Referring expression data:
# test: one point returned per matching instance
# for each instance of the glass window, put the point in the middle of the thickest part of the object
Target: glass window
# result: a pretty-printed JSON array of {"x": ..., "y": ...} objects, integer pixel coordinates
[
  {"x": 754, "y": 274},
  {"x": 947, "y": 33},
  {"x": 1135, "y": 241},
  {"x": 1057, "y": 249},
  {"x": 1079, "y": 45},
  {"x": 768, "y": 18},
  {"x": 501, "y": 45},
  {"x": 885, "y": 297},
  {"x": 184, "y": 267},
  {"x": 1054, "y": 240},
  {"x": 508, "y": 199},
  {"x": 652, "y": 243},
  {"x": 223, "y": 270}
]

The task:
Your task is to reproduce all the data exactly as shown.

Your solution:
# test: one point returned per matching instance
# for each instance of the glass window, put the point in the middle of the thickest part of the object
Target: glass window
# result: a pretty-printed JSON array of {"x": ..., "y": ...} objects, integer pixel coordinates
[
  {"x": 754, "y": 274},
  {"x": 947, "y": 33},
  {"x": 1135, "y": 241},
  {"x": 1057, "y": 249},
  {"x": 1079, "y": 45},
  {"x": 768, "y": 18},
  {"x": 501, "y": 45},
  {"x": 885, "y": 297},
  {"x": 184, "y": 267},
  {"x": 1054, "y": 240},
  {"x": 508, "y": 199},
  {"x": 652, "y": 243},
  {"x": 223, "y": 270}
]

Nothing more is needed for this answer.